**** PÁGINA
Ana Júlia Gomes e Natália Barros
Encerrou-se mais um capítulo do desastre socioambiental que abalou Maceió. Com os trabalhos finalizados, a CPI (Comissão Parlamentar de Inquérito) da Braskem apresentou seu relatório na semana passada, pedindo o indiciamento de pessoas ligadas à empresa e a órgãos públicos, revisão dos acordos feitos com os moradores e mudanças na lei para garantir a real fiscalização do setor.
Na manhã desta terça-feira (21), o relatório final da comissão foi aprovado por unanimidade pelos membros do colegiado. De acordo com o relator, o senador Rogério Carvalho, a principal mudança adicionada ao documento foi o trecho que cria uma taxa de fiscalização do setor minerário.
********
=== TAREFA ===
Segundo a página sobre a CPI da Braskem, qual foi a principal mudança adicionada ao relatório final, conforme o relator?
**** SEÇÃO DE DADOS
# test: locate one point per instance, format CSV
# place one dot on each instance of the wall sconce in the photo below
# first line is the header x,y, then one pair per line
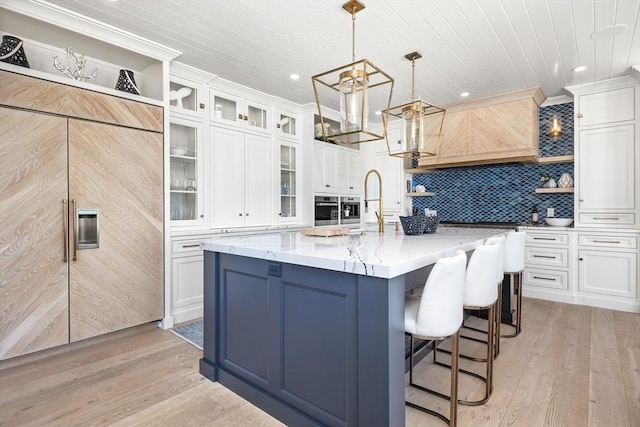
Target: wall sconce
********
=== RESPOSTA ===
O trecho que cria uma taxa de fiscalização do setor minerário.